**What this task involves:** Take the records below and extract, word for word, the lines from the one containing "e.g. [[139, 91]]" through the final line, inclusive. Omit pictures.
Exercise input section start
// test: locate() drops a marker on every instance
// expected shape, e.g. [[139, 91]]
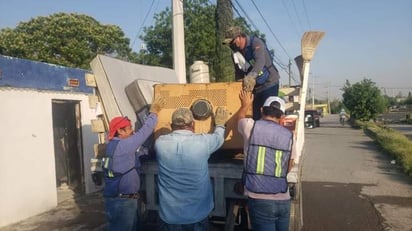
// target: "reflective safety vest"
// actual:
[[267, 160], [111, 178]]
Exercise input section end
**Problem solution:**
// expected shape, e.g. [[139, 91]]
// target: "reflective safety vest"
// actual:
[[267, 160], [111, 178]]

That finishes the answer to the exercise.